■ **Work required**: Leave out every picture, then transcribe the rest of the listing exactly.

■ **Stored rows**:

-=-=-

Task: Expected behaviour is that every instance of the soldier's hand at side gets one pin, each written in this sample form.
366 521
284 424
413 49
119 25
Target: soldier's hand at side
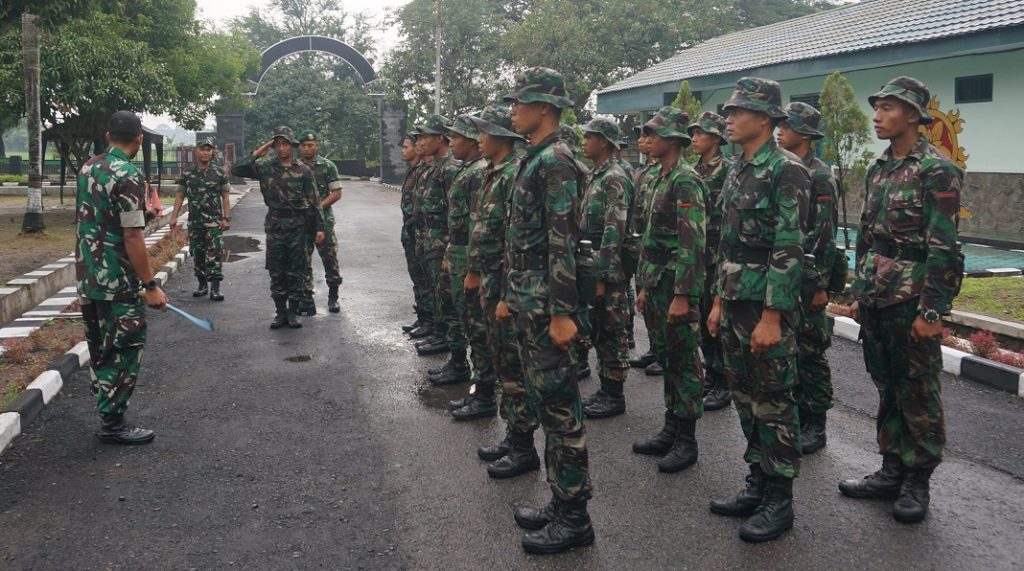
562 332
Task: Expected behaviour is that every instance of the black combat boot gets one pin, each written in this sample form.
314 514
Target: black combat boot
281 318
215 291
748 500
885 483
520 458
293 314
812 432
332 299
774 516
911 506
537 518
608 401
201 291
568 530
116 431
660 443
684 450
491 452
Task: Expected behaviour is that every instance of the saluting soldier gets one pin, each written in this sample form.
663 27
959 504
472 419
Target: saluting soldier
908 271
760 271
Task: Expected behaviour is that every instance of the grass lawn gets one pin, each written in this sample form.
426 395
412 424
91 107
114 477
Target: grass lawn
996 297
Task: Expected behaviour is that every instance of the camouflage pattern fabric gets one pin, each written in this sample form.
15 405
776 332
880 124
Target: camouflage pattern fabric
762 388
910 422
110 199
115 332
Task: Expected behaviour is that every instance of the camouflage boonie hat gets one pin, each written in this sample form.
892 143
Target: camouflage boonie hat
670 123
757 94
540 84
607 129
496 120
908 90
286 133
804 119
465 127
710 123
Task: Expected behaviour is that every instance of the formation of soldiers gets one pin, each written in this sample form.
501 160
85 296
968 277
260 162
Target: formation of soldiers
522 259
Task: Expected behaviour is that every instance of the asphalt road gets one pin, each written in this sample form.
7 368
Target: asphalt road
325 448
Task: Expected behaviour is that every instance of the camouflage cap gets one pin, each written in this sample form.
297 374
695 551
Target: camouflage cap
762 95
607 129
710 123
465 127
908 90
804 119
670 123
286 133
496 120
540 84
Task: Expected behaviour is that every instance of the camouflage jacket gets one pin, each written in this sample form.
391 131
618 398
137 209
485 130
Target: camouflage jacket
289 192
822 218
463 198
602 217
205 189
327 179
761 252
486 242
110 199
542 234
913 205
674 233
713 174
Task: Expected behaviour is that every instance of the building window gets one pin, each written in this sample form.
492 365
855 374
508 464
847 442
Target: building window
809 98
974 89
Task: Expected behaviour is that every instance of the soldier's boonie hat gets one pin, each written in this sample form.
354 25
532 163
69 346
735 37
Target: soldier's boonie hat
757 94
465 127
540 84
286 133
607 129
908 90
670 123
125 124
804 119
496 120
710 123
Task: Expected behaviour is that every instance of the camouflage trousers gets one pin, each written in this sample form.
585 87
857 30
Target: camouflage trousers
470 313
552 386
287 262
676 346
910 422
762 388
813 390
207 248
516 408
711 347
115 332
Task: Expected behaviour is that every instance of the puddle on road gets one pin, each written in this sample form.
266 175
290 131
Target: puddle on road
233 246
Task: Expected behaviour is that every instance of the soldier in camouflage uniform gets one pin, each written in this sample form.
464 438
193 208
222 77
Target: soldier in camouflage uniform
112 266
708 133
207 188
603 214
329 191
430 208
760 271
540 293
463 199
671 278
907 273
813 390
290 194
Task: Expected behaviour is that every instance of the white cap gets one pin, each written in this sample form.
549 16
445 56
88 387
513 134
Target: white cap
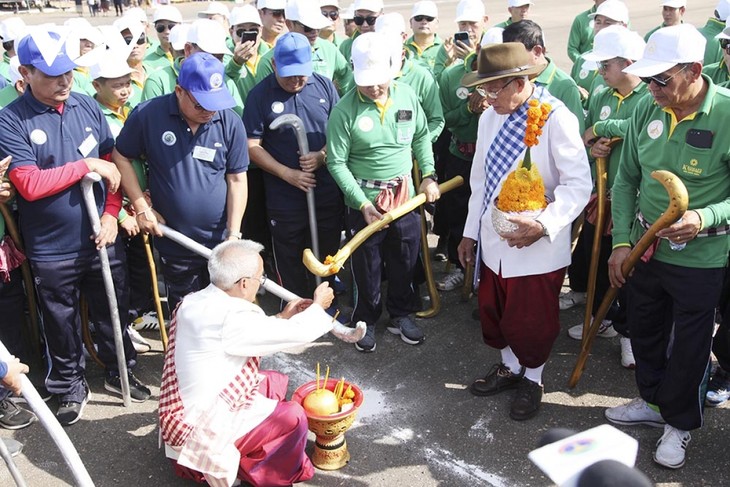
668 47
209 36
110 67
369 5
13 29
307 13
214 8
167 12
272 4
616 41
614 10
425 7
723 9
674 3
470 11
179 36
137 14
370 67
245 15
391 24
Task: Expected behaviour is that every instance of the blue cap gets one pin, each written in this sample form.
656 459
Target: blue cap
30 54
202 76
293 55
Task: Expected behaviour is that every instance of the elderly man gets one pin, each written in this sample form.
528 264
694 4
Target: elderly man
195 150
294 88
221 417
55 138
671 311
530 260
370 137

-=-=-

■ **Solution to the problem**:
Task: Expected behaviour is that every instance of the soldier's hand at side gets one pin, each written in this sample form.
366 521
284 424
413 49
119 25
Target: soldier's hand at side
562 332
Task: Expected behaviour is that every instance of the black combat boot gets one pin, each written in this sample form.
314 514
Target: black combat boot
281 318
215 291
748 500
885 483
520 458
293 314
812 432
332 299
774 516
911 506
537 518
608 401
201 291
568 530
116 431
660 443
684 450
491 452
Task: Expected behaviour is that every instance of the saluting soldier gets one pin, each written in this sample form.
663 27
959 504
472 419
Target: saluting soldier
908 271
760 271
Task: Expected behaviour is that every instance of the grass lawn gets one pin, each written in this sample form.
426 395
412 424
91 107
114 477
Target: grass lawn
996 297
Task: Expected behaviour is that every instance of the camouflage pattern fabric gets one pin, each written in this sample form.
15 405
776 332
880 124
Target: camouflage pattern fabric
762 388
910 422
110 199
115 332
Task: Expected behaviour is that every instance of the camouflage boonie hat gets one pin, each written in this sample form.
892 143
Target: camouflage boonie hat
670 123
757 94
540 84
607 129
496 120
908 90
286 133
804 119
465 127
710 123
Task: Expected behaviour is that every instance of the formation of soldiers gets one pin, each written in this sample form.
501 160
85 296
968 277
260 162
Target: formation of soldiers
522 259
Task: Expected behaviour is that every instance of the asphalt road gets one pin, each written in this sample form.
7 368
Target: asphalt road
325 448
Task: Expected behaviour is that every instance of the camouflage cap gets one pin, each written in this sample form.
297 374
695 551
Target: camouflage cap
762 95
607 129
710 123
465 127
908 90
804 119
670 123
286 133
496 120
540 84
Task: Expected behaviour is that every instance of the camouflage jacket gets one pin, each written in this sample form.
391 131
618 398
137 209
485 130
Target: camouflage jacket
289 192
822 218
463 198
602 217
205 189
327 179
761 252
486 242
110 199
542 234
913 205
674 233
713 174
Task: Expected behaviour is that every instance of the building window gets one pin, each written in this sample form.
492 365
855 374
508 464
847 442
Target: building window
809 98
974 89
Task: Expected behaviour is that every instance of the soldier's boonie hat gets one pin, each written in this sample form.
354 25
532 163
69 346
735 37
Target: soldier's boonie hat
757 94
465 127
540 84
286 133
607 129
908 90
670 123
125 124
804 119
496 120
710 123
Task: Expected behaviour is that every instance of the camouflage trousers gets one pin, each written in this sample form.
585 87
857 30
Target: camouflage trousers
470 313
552 386
287 262
676 346
910 422
762 388
813 390
207 248
516 408
711 347
115 332
Task: Expected behaviour is that every instance of the puddle on road gets one pin, each written in this sample form.
266 175
290 131
Target: puddle on road
233 246
Task: Expected behaviour is that every instance of the soldier in camouflage uniform gets one pin, each written in this sample form.
464 438
193 208
222 77
Target: soldier in camouflage uniform
112 266
708 133
207 188
603 214
329 191
430 208
760 271
540 293
463 199
671 278
907 273
813 390
290 194
Task: Expected behaviour is that every instance of the white cap gets one pin, each written in this sample form.
549 16
445 56
88 387
513 134
Target: white cap
668 47
209 36
110 67
369 5
13 29
307 13
214 8
167 12
272 4
616 41
614 10
425 7
723 9
674 3
470 11
179 36
137 14
370 67
245 15
391 24
Task: Expected behaviour is that every instance of the blue cap gets one pin, each written in this sample form.
656 459
Target: blue cap
30 54
202 76
293 55
Task: Expected behaviour is that every instance of the elderly man gets one pin, each written in this sample form.
528 264
694 4
Target: elderly man
195 150
294 88
221 417
55 138
671 311
530 260
370 137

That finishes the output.